For those of you not in the know, I am bi-polar and there are some days - like yesterday - when I am no use to man nor beast. However, I did manage to pull myself together for about twenty minutes and have an interesting chat with Andy Thommen of Zenit. I was not at all well whilst I was talking to him, and had to truncate the interview fairly abruptly when my housekkerper and kids arrived, causing Prudence (my massively bulky bulldog x boxer bitch) to rush about everywhere like a tee-to-tum barking insanely. This was too much for my faltering mental health to deal with, and so I promised that we would talk again soon, and said my goodbyes. Andy, my friend - I am terribly sorry about that. I would have liked to have talked for longer, and I will set up another interview soon, I promise.

On with the show:
  
JON: I very much like your album.  I think it is very good indeed.

ANDY: Thank you very much

JON: Did it take a long time to do?

ANDY: Seven years

JON: That’s quite a long time.

ANDY: No, no, seven years is the time we had between the second album and this actual third album.  We had a lot of trouble between these two albums.  Mainly a band member had an accident, and we had kids coming so time was extremely restricted for another band member during this time.  We have a total of something like 12 or 13 kids for the band members so we are extremely busy with our families.  And at the end when we were ready, let’s say three years ago, the drummer changed which pushed us back a little bit on our plans, and finally we were ready, let’s say the middle of last year with a final print master, and then we made the deal with Galileo and Gonzo so it took a bit more time during the holiday season and then came the Christmas season and at the end it became January <laughs> so there are a lot of excuses but at the end for us it’s important to make  a very good product at the end – a very good album - and we had no strict deadline so in the end it took a lot of time but we are happy with it.
+++
| Task requirements |
Copy out everything in the interview text from "JON: I very" down to "a long time.". The entries after the interview text have nothing to do with it.

| Material supplied |
+++
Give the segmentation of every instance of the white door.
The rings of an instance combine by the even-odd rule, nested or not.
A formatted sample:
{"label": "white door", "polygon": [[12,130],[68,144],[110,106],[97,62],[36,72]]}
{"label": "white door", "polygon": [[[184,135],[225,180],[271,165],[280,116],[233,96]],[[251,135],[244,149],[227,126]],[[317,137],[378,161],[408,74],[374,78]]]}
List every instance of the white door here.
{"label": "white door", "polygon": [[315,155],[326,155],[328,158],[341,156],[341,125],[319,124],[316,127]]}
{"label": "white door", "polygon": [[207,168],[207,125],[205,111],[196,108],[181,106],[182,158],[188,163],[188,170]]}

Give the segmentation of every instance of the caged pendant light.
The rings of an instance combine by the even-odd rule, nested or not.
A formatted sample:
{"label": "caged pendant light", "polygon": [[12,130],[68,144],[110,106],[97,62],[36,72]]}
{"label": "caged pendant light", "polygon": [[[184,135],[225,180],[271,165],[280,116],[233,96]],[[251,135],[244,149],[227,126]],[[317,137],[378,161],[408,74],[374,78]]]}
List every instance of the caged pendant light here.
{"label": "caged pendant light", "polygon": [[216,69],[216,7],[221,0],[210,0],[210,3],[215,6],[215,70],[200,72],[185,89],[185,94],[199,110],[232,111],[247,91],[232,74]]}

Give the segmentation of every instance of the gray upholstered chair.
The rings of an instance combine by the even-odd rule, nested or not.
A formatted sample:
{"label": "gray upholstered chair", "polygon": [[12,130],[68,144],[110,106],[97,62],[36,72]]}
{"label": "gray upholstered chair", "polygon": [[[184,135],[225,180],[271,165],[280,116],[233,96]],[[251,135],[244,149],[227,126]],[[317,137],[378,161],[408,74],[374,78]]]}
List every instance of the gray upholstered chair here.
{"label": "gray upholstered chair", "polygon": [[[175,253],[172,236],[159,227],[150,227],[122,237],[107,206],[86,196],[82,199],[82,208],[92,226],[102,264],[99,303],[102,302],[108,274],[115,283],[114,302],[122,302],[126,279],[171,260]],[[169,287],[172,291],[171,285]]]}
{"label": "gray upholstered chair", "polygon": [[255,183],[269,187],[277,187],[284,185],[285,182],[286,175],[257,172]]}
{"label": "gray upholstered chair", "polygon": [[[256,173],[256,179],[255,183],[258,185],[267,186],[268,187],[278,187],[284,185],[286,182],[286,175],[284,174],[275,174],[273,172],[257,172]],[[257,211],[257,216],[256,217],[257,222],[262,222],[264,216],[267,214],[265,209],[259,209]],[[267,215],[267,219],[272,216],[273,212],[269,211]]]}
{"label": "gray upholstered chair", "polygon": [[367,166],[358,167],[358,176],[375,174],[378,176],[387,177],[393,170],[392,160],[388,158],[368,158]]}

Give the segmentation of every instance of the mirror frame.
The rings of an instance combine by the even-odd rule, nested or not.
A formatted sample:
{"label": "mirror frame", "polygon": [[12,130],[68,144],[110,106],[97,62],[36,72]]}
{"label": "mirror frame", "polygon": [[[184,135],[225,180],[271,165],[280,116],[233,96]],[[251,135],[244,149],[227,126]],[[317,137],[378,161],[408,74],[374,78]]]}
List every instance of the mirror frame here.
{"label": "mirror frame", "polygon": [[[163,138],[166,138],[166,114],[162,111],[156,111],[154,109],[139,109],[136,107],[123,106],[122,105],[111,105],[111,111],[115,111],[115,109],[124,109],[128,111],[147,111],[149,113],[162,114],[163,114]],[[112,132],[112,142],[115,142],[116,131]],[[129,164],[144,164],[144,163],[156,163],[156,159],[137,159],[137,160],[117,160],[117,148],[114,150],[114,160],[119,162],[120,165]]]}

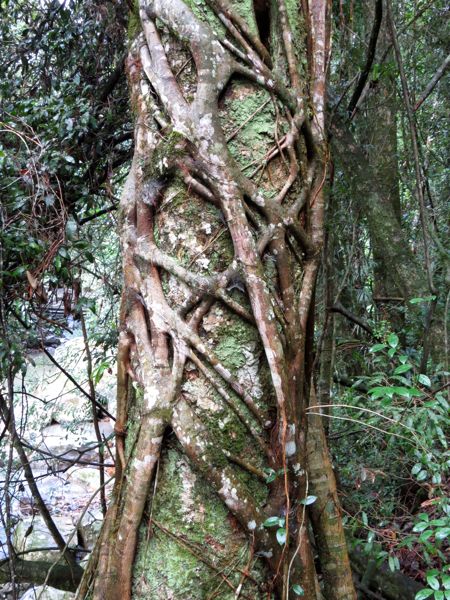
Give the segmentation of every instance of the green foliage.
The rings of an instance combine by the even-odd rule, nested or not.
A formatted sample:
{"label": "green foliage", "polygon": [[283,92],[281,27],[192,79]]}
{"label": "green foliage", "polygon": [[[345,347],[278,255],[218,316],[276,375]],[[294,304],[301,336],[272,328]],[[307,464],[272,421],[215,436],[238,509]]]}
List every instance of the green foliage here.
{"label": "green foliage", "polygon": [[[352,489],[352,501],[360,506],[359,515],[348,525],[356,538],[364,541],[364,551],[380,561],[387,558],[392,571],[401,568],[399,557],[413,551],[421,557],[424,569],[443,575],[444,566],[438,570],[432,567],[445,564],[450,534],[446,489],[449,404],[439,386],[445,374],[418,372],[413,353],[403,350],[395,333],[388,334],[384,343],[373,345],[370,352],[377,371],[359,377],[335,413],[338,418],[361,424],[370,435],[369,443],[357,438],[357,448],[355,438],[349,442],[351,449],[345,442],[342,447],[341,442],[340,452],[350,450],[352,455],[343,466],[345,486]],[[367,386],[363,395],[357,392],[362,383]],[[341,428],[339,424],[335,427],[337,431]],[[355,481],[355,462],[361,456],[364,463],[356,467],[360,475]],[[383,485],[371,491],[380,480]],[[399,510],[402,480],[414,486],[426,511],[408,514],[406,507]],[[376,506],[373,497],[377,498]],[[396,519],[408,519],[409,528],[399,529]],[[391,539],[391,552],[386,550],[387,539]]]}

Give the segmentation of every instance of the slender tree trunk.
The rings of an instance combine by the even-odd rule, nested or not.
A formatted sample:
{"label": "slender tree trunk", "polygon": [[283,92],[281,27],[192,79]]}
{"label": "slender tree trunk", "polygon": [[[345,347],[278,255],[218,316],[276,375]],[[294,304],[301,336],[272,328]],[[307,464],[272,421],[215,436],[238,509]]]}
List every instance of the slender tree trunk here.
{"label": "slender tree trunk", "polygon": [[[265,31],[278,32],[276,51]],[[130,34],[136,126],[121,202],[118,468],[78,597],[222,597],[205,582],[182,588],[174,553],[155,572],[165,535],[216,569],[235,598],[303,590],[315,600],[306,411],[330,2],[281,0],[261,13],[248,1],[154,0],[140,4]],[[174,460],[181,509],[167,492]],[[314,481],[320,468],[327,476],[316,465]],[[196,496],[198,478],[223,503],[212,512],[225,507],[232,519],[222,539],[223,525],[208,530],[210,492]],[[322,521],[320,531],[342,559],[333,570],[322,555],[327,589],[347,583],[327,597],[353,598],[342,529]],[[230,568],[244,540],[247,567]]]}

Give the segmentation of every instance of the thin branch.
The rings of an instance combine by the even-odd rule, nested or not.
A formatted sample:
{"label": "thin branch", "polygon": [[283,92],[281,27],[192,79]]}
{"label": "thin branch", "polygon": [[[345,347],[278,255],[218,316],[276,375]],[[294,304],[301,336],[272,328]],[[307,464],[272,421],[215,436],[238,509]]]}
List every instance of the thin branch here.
+++
| The result |
JON: I very much like your album.  I think it is very good indeed.

ANDY: Thank you very much

JON: Did it take a long time to do?

ANDY: Seven years

JON: That’s quite a long time.